> AVAILABLE RECORDS:
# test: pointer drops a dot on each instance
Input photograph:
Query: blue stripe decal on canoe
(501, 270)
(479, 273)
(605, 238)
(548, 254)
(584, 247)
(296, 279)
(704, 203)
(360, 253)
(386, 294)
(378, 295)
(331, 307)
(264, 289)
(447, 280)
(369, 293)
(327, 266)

> EXERCISE OBJECTIVE:
All of the material above needs repeating. Keep it exact.

> SOLUTION TO THIS EXERCISE:
# test: pointer drops a dot on each instance
Input photograph:
Query: blue stripe decal on canoe
(501, 270)
(479, 273)
(605, 238)
(548, 254)
(584, 247)
(296, 279)
(704, 203)
(360, 253)
(386, 294)
(378, 295)
(331, 307)
(264, 289)
(447, 280)
(369, 293)
(327, 266)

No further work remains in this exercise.